═══ PASSAGE TO READ
Jordan and Sophie, the day we brought her home eleven years ago.
She has always been at least part Jordan's dog.
Praise
be! Sophie is coming home tomorrow. Jordan and I can pick her up sometime after
three. This means the clinic has her insulin regulated, and they feel she will
be okay to be home. The doctor stressed this morning he didn’t want us to get
her home and have to bring her right back. She will have a checkup one week
from tomorrow, but we are excited to have her home.
Jordan
wants Christian to go with us, so she can hold Sophie. My repeated reminder
that I am perfectly capable of holding my dog on my lap fall on deaf ears—Jordan
will feel better doing it, and since the brunt of care (insulin shots) is
mostly going to fall to Jordan, I will acquiesce. Jordan also says she’ll spend
the night in the cottage at least the first night.
I am
hoping Sophie’s transition from clinic to cottage will be smooth, but I know
that’s not a given. I remember once, having had surgery, when I thought if I could
just get home I’d be fine. On the way home, Colin stopped and got a to-go order
of chocolate bread pudding with raspberry sauce, my favorite from a favorite
restaurant. When I got home, I suddenly felt as if a truck had run over me, backed
up, and done it again. I collapsed into the bed, and it was days before I ate
that bread pudding.
For
one thing, Soph may have her days and nights mixed up—she’s been eating at
midnight. And I’m not sure she’s got her house manners back. So it may be an
interesting few days. But my cottage will once again be happy when she’s back.
I’ve had several friends come in and remark on the fact they didn’t have to
watch for Soph as they opened the door. They uniformly wilt in disappointment.
══════
TASKS TO CARRY OUT:
1. Answer these questions from the post about Sophie's homecoming:
(a) After what time can Jordan and the writer pick Sophie up?
(b) When will Sophie have her checkup?
(c) What did Colin pick up on the way home after the writer's surgery?
2. Return the part of the post about Sophie's homecoming that opens with the words containing "She has always" and closes with "have her home.".
3. Resume the post about Sophie's homecoming, picking up after its final sentence.
The listing is not needed here.
═══ RECORD SET
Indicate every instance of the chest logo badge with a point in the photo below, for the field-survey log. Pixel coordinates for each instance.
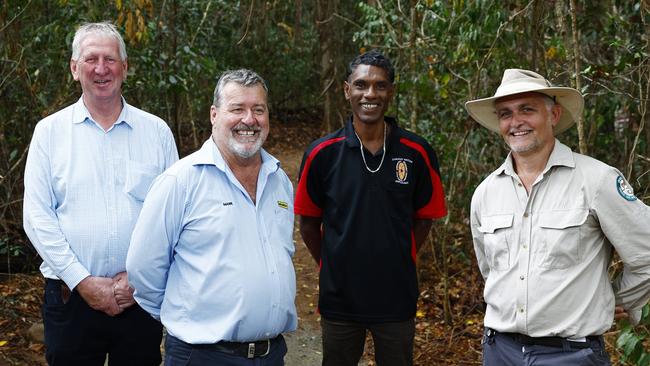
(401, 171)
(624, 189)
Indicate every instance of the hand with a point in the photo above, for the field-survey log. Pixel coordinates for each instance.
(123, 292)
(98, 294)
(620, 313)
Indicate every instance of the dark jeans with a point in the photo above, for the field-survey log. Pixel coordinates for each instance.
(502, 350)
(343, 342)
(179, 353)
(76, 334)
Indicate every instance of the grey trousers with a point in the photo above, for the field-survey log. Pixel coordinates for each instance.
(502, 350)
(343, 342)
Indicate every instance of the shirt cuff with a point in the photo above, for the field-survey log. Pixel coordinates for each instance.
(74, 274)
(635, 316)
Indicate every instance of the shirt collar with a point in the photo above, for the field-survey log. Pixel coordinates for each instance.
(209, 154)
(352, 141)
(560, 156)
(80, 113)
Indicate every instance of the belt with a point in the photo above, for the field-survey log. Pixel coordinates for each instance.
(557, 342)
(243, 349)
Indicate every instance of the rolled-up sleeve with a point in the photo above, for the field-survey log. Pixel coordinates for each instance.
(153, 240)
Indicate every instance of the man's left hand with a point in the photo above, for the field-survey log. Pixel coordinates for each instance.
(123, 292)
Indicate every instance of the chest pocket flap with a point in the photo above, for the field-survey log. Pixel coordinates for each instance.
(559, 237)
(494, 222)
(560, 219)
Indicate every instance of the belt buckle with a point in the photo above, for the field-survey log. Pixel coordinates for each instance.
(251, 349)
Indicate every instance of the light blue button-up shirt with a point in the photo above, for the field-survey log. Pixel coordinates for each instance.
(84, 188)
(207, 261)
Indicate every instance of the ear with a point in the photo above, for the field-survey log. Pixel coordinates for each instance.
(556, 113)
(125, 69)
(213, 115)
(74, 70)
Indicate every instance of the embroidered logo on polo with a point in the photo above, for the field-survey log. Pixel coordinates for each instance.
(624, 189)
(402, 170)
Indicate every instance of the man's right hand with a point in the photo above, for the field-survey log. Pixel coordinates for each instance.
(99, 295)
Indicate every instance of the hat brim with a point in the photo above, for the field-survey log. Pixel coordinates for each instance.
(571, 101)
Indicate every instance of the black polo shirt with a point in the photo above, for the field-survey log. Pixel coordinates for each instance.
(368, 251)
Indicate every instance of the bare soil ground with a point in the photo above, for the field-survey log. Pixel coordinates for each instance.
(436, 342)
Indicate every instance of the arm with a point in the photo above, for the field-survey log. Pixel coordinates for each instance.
══════
ANSWER SET:
1.
(a) After three.
(b) One week from tomorrow.
(c) A to-go order of chocolate bread pudding with raspberry sauce.

2.
She has always been at least part Jordan's dog.
Praise
be! Sophie is coming home tomorrow. Jordan and I can pick her up sometime after
three. This means the clinic has her insulin regulated, and they feel she will
be okay to be home. The doctor stressed this morning he didn’t want us to get
her home and have to bring her right back. She will have a checkup one week
from tomorrow, but we are excited to have her home.

3.
Not to
be disloyal to Soph, but I’ve been enchanted by two dogs lately. Saturday, when
I had supper with friends Sue and Teddy, I met their year-old Bernedoodle,
Mina. She reminds a bit of an English sheepdog—shaggy, big, goofy, and full of
love and high spirits. I was immediately taken by her, and it was mutual—with her
muzzle dripping from drinking, she’d come to me for love. Yesterday neighbors
Jay and Susan brought over their houseguest who had just picked up her eight-week-old
Aussie pup, and as a softie for Aussies, I was immediately captivated. He was
loveable and sweet and cuddly and wanted to chew on everything, including my
fingers and clothes. The owner hadn’t named him yet, though I have been unable
to suggest a good name. But some days I want an Aussie to keep Sophie young. Do
not tell Jordan and Christian I said that, for they would descend on me with
the wrath of the furies.
I had
dinner with good friend Carol tonight and was struck again, as we talked, by
how many people have had a holiday or post-holiday season with a spot of some
kind on their moon. Four of my good friends are facing surgery, most of it
pretty major, in the next month. Carol said she had said to someone it is ironic
when Judy (that’s me) is the healthiest one among us. But it seems to me so
many people have said their holidays were okay, but … and that “but” includes things
major and minor. Ours, of course, was Sophie’s illness, and the sudden decline
and recovery of June Bug, the only dog I know with a cat’s nine lives.
I don’t
think the troubles people are experiencing are a bad omen for the year, nor do I
think the chaos in the House of Representatives signals bad things to come. Call
me Pollyanna, but I think many of us are getting our troubles behind us. And
the House? They’re revealing their pettiness daily—I think (hope) they’ll flare
and fizz out.
My
crossed-fingers prediction? 2023 is going to be a good year!